A little over 10 years ago we had our first kid. The second one followed 2 years later. My bike riding dropped off to next to nothing. Even the commuting suffered when I got an interesting, but stressful job. I'm slowely getting back into it. I dumped the stressful job 4 years ago, and now am commuting 4000 miles a year to work. I still very rarely get out on the weekends. I have managed all these years to do at least one century -- the Sea Gull century. It's the first one I ever did. This year will be 21 times in a row. 

I spend a lot of time doing stuff with the kids. I figure it won't be too much longer when they'll want nothing to do with me and I'll have all the time I want on the weekends. If you can bike commute on a regular basis, that's more cycling than your average weekend warrior puts in. Most weeks, I do 130-155 miles. Keep up the commuting, and do the family thing. Little kids can be exhausting. After a couple years of trying to do it all, I concluded that you just have to slow down and not try to do everything. Frankly, I'd put the century aspirations on hold for the time being.

▶ Goals
A – Write out the part of the bike commuting post starting with "A little over" and going on through "times in a row.".
B – Resume the post about fitting cycling around family life, carrying it on after its last sentence.

▶ Source material
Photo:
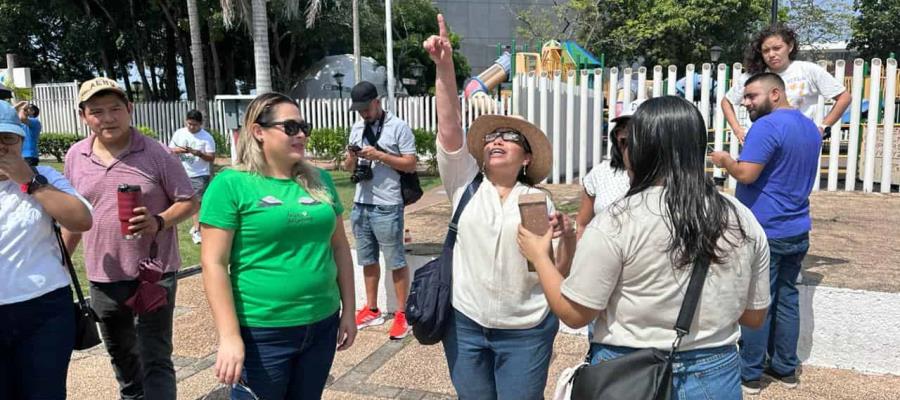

▶ Task-by-task outputs
A –
A little over 10 years ago we had our first kid. The second one followed 2 years later. My bike riding dropped off to next to nothing. Even the commuting suffered when I got an interesting, but stressful job. I'm slowely getting back into it. I dumped the stressful job 4 years ago, and now am commuting 4000 miles a year to work. I still very rarely get out on the weekends. I have managed all these years to do at least one century -- the Sea Gull century. It's the first one I ever did. This year will be 21 times in a row.

B –
----------



## crossracer (Jun 21, 2004)

Have you thought about a trailer that the 2 year old can ride in? If nothing else you could go ride the GAP trail out for a hour, stop have time with your daughter, and then ride back. Everybody wins.
bill


----------



## clengman (Jun 14, 2013)

I think getting a trailer is a priority for next summer. (A trailer or a maybe a kiddie tandem? Sheldon Brown said it's safe for a toddler?)

Right now I'm extending my commute when possible. I wake up early and add a 5-10 mile loop on the GAP and the Eliza furnace trails on my way to work. That gives me somewhere around 20 miles in the morning, then 10-15 miles on the way home depending on the route I take. 

I'm trying to stay up around 100 mile/week and I make up what I don't do outside on my stationary bike at night. It's going fine so far.

I've got my next long ride coming up this weekend. My sister-in-law is watching the kids while I do a 60-mile Bike MS event with her husband. I'm really looking forward to it.


----------



## Social Climber (Jan 16, 2013)

clengman said:


> I think getting a trailer is a priority for next summer. (A trailer or a maybe a kiddie tandem? Sheldon Brown said it's safe for a toddler?)
> 
> Right now I'm extending my commute when possible. I wake up early and add a 5-10 mile loop on the GAP and the Eliza furnace trails on my way to work. That gives me somewhere around 20 miles in the morning, then 10-15 miles on the way home depending on the route I take.
> 
> ...


 That's great. Best of luck. My experience has been that if you can do a metric century comfortably a full century is not that much more of a stretch.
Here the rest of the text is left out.